───── EXERCISE DATA

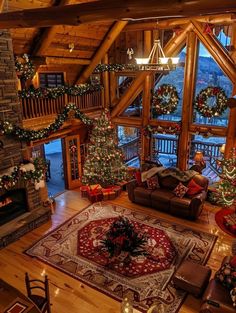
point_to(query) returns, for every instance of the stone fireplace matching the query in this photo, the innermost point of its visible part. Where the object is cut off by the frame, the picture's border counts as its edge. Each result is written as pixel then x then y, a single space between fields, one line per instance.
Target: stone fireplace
pixel 21 208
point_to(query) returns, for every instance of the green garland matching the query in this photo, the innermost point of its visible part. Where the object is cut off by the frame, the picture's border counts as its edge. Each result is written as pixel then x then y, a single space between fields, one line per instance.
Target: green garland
pixel 19 172
pixel 204 109
pixel 173 129
pixel 100 68
pixel 77 90
pixel 25 68
pixel 27 135
pixel 165 100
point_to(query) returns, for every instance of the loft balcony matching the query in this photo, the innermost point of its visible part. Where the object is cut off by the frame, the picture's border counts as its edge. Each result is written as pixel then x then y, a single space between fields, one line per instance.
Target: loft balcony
pixel 40 112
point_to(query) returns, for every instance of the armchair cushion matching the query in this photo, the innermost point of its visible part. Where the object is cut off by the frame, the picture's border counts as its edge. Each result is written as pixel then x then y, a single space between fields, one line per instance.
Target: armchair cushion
pixel 180 190
pixel 193 188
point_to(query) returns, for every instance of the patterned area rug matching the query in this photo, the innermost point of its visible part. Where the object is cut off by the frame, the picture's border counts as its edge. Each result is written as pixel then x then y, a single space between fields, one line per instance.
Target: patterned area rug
pixel 73 249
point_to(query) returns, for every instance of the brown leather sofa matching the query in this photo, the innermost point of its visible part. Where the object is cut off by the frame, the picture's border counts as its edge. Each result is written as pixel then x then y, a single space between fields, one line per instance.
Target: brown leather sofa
pixel 216 298
pixel 165 200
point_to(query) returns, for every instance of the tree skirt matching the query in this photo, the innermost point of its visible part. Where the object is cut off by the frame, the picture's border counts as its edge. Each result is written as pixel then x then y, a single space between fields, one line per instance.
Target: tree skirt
pixel 219 217
pixel 73 248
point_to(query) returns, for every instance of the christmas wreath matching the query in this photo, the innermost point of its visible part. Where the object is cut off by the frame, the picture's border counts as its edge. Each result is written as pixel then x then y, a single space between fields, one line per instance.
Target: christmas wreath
pixel 204 108
pixel 165 100
pixel 24 67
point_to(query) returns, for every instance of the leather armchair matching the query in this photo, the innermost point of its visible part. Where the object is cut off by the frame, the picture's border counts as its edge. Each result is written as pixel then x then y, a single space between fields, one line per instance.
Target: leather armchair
pixel 164 199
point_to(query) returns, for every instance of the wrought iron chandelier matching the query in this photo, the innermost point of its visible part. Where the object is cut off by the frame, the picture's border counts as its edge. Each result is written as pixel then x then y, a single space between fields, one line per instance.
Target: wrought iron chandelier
pixel 157 61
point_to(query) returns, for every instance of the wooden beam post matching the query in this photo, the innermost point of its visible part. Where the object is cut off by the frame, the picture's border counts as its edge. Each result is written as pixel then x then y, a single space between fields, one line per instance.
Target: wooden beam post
pixel 113 89
pixel 105 80
pixel 187 106
pixel 217 51
pixel 104 47
pixel 147 43
pixel 145 141
pixel 130 94
pixel 231 130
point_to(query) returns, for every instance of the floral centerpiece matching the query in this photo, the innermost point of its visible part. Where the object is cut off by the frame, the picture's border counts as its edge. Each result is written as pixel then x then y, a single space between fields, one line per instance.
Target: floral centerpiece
pixel 122 237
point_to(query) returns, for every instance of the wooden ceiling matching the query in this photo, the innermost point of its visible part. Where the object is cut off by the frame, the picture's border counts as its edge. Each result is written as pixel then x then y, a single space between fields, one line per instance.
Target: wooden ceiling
pixel 87 24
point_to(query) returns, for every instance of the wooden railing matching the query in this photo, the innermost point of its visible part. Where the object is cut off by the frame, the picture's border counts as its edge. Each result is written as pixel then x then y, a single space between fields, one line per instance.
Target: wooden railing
pixel 39 107
pixel 211 151
pixel 130 149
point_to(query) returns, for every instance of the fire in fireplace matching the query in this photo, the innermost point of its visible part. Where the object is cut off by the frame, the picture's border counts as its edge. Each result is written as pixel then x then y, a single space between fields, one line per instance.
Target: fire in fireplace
pixel 13 203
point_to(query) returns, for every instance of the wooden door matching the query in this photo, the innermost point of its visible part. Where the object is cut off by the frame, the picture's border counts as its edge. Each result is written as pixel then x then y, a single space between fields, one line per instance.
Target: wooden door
pixel 73 161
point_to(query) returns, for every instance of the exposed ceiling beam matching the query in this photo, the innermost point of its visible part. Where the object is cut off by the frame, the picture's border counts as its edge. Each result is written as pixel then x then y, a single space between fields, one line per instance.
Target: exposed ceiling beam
pixel 218 52
pixel 44 38
pixel 102 50
pixel 170 23
pixel 113 10
pixel 61 61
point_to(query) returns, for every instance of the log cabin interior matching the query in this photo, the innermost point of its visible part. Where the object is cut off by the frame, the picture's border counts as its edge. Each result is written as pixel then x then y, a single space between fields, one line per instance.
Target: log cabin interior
pixel 63 63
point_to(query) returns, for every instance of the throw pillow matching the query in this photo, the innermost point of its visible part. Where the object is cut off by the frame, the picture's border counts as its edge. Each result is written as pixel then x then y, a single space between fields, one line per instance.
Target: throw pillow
pixel 138 178
pixel 233 296
pixel 180 190
pixel 233 261
pixel 150 173
pixel 226 275
pixel 193 188
pixel 153 183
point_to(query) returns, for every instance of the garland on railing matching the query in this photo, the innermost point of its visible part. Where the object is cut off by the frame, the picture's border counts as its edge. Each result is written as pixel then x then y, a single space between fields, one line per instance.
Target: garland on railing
pixel 24 67
pixel 27 135
pixel 31 172
pixel 173 129
pixel 115 68
pixel 53 93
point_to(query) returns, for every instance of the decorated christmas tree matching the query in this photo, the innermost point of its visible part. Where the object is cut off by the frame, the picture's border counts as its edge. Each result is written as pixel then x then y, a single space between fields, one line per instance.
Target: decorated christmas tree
pixel 227 185
pixel 104 163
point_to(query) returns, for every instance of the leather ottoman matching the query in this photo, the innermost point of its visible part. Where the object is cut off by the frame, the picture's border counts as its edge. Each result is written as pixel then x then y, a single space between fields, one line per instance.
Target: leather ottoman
pixel 192 277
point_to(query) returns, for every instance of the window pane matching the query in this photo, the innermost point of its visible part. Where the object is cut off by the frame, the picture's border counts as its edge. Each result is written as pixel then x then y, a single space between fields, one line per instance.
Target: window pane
pixel 210 74
pixel 164 149
pixel 128 141
pixel 175 78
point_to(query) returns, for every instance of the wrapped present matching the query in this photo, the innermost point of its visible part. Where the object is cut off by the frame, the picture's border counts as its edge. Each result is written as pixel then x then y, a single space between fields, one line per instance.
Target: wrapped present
pixel 229 221
pixel 122 184
pixel 108 193
pixel 95 196
pixel 84 191
pixel 117 190
pixel 96 187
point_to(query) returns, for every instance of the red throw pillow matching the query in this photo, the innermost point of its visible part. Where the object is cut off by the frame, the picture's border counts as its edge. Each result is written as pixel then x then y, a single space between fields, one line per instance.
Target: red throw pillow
pixel 233 261
pixel 193 188
pixel 138 178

──────────

◆ WRITTEN EXERCISE
Repeat each record exactly, with the pictures left out.

◆ WRITTEN ANSWER
point_to(query) returns, for every instance of the stone fireplace matching the query in this photo, the innermost point of its visible part. Where the object is cut off by the frame, the picture's border counts as its edge. Each result is written as pixel then x then y, a single space between fields, one line per instance.
Target: stone fireplace
pixel 21 208
point_to(query) returns, for every instance of the green garland matching the query in this photo, the innermost point of its visible part. Where the object is cut off by the frame, the picture's border counts as its edge. Each result is written as pixel then x then y, a single space between fields, one line per instance.
Target: green garland
pixel 19 172
pixel 204 109
pixel 173 129
pixel 100 68
pixel 77 90
pixel 25 68
pixel 27 135
pixel 165 100
point_to(query) returns, for every instance of the loft balcony matching the query in this photo, the innermost point of its visible part. Where the object is cut off by the frame, the picture's border counts as its edge. Each result is written as pixel then x then y, a single space between fields, one line per instance.
Target: loft balcony
pixel 40 112
point_to(query) returns, for every instance of the armchair cushion matching the query in this photo, the innermost point of its visible part. Where the object is cut off by the frame, the picture's border counts as its edge. Each result is written as pixel then x then y, a single space between fields, one line per instance.
Target: armchair cushion
pixel 180 190
pixel 193 188
point_to(query) returns, for every instance of the patterned area rug matching the query in this photo, the innermost point of its visible part. Where the object is cut off by the frame, the picture's border counts as its edge. Each result is written as pixel then x then y, a single space between fields, one line per instance.
Target: patterned area rug
pixel 73 249
point_to(query) returns, for every instance of the brown leather sofa matching the query in this photo, the innermost point of its visible part. Where the object is cut off by the frame, the picture's border counts as its edge. Each result is written as pixel then x then y, a single space between fields, one line per instance.
Target: brown leather sofa
pixel 216 298
pixel 165 200
point_to(query) returns, for every instance of the tree skirt matching the query in this photo, the innermost point of its visible part. Where the object is cut off by the frame, the picture's border counts as its edge. Each result is written as pixel then x then y, a single space between fields, one line per instance.
Target: tree skirt
pixel 219 217
pixel 73 248
point_to(query) returns, for every instance of the christmas wreath matching the query in this photo, the innermost point of its visible part. Where the object is cut off by the frame, the picture's border counts as its edge. Each result is written as pixel then x then y, a single space between fields, one line per instance.
Target: christmas wreath
pixel 204 108
pixel 165 100
pixel 24 67
point_to(query) returns, for every instance of the leather armchair matching the query in this photo, the innermost point of its visible part. Where the object is cut off by the frame, the picture's border counts as its edge. Each result is written as pixel then x then y, a single space between fields, one line per instance.
Target: leather armchair
pixel 164 199
point_to(query) returns, for every instance of the wrought iron chandelier matching the query in this photo, the innermost point of its visible part. Where the object is cut off by the frame, the picture's border counts as its edge. Each result is written as pixel then x then y, a single space between fields, one line per instance.
Target: wrought iron chandelier
pixel 157 61
point_to(query) returns, for every instance of the wooden beam post matching the query in this photo, the innermost point of its visible part. Where the object is cut off by the frame, the picture's border counts as its edge. Each result is written as pixel then x then y, a single space between fields, one line per instance.
Target: wooden beam post
pixel 113 89
pixel 105 80
pixel 187 106
pixel 217 51
pixel 104 47
pixel 147 43
pixel 145 141
pixel 130 94
pixel 231 130
point_to(query) returns, for every instance of the floral centerpiece matching the query in this photo, the innermost point of its visible part. Where the object is cut off by the frame, the picture's border counts as its edge. Each result is written as pixel then x then y, a single space between fields, one line per instance.
Target: floral centerpiece
pixel 122 237
point_to(query) returns, for every instance of the wooden ceiling matching the query in this photo, the innermost point of its visible part. Where the object is cut off by the frame, the picture's border counts as its edge. Each result is written as pixel then x then y, a single space between fields, one line per instance.
Target: wooden ceiling
pixel 87 24
point_to(query) returns, for every instance of the wooden railing matching the query in this photo, the innermost point of its visible part. Where the object is cut off by the frame, the picture's border counts as its edge. Each result is written as pixel then x then y, a single space between fields, one line per instance.
Target: wooden railing
pixel 39 107
pixel 211 151
pixel 130 149
point_to(query) returns, for every instance of the fire in fireplace matching the query in this photo, the innermost point of its visible part. Where the object is cut off by the frame, the picture's border counts as its edge. Each result is written as pixel then x then y, a single space between fields, one line per instance.
Target: fire in fireplace
pixel 13 203
point_to(query) returns, for every instance of the wooden door matching the query in this photo, the innermost point of its visible part. Where the object is cut off by the frame, the picture's border counts as its edge. Each result is written as pixel then x then y, a single space between fields, one line per instance.
Target: wooden door
pixel 73 161
point_to(query) returns, for every instance of the exposed ceiling beam matching the query in this photo, the innermost point of its visible part. Where the object is cut off by the frame, the picture's border counts as its edge. Each result is written as pixel then x then y, a single space between fields, one line per instance.
Target: exposed ceiling beam
pixel 218 52
pixel 44 38
pixel 102 50
pixel 170 23
pixel 113 10
pixel 61 61
point_to(query) returns, for every instance of the log cabin interior matching the query in this photo, the innermost point of its visible part. Where the object is cut off by the frame, the picture's border counts as its edge. Each result is written as pixel then x then y, a single space between fields, one line per instance.
Target: log cabin interior
pixel 63 63
point_to(query) returns, for every instance of the throw pillow matching the query in this photo, the innermost point of its visible part. Where the object is cut off by the frame, the picture's border counts as its edge. Each result is written as pixel then x then y, a single space between fields, one line per instance.
Target: throw pillow
pixel 138 178
pixel 233 296
pixel 180 190
pixel 233 261
pixel 150 173
pixel 226 275
pixel 193 188
pixel 153 183
point_to(query) returns, for every instance of the garland on railing matching the query in this photo, the innermost point of its visible part. Where the object is cut off by the frame, the picture's border counts as its edge. Each result is written as pixel then x then y, a single space between fields, one line per instance.
Target: garland on railing
pixel 24 67
pixel 27 135
pixel 31 172
pixel 173 129
pixel 115 68
pixel 53 93
point_to(query) returns, for every instance of the decorated christmas tree matching the query in this photo, the innermost point of its visible part. Where the object is cut off by the frame, the picture's border counts as its edge. Each result is written as pixel then x then y, a single space between fields, one line per instance.
Target: decorated christmas tree
pixel 227 185
pixel 104 163
point_to(query) returns, for every instance of the leather ottoman matching the query in this photo, the innermost point of its visible part. Where the object is cut off by the frame, the picture's border counts as its edge. Each result is written as pixel then x then y, a single space between fields, one line per instance.
Target: leather ottoman
pixel 192 277
point_to(query) returns, for every instance of the window pane matching the query in this photo, the innermost point of its visible part. Where the object is cut off by the frame, the picture's border counts as its edge. Each result is written as pixel then x then y, a single space between fields, one line per instance.
Target: window pane
pixel 210 74
pixel 164 149
pixel 128 141
pixel 175 78
point_to(query) returns, for every instance of the wrapped present matching the query in this photo, the innermost point of its visible part. Where the object is cut off by the frame, the picture's border counts as its edge. Each result is written as pixel then x then y, a single space between fields, one line per instance.
Target: wrapped present
pixel 229 221
pixel 122 184
pixel 108 193
pixel 95 196
pixel 84 191
pixel 117 190
pixel 96 187
point_to(query) returns, for every instance of the red throw pillow matching the query in this photo, the innermost point of its visible part. Where the object is cut off by the frame, the picture's border counts as its edge. Each result is written as pixel then x then y, a single space between fields, one line per instance.
Target: red throw pillow
pixel 233 261
pixel 193 188
pixel 138 178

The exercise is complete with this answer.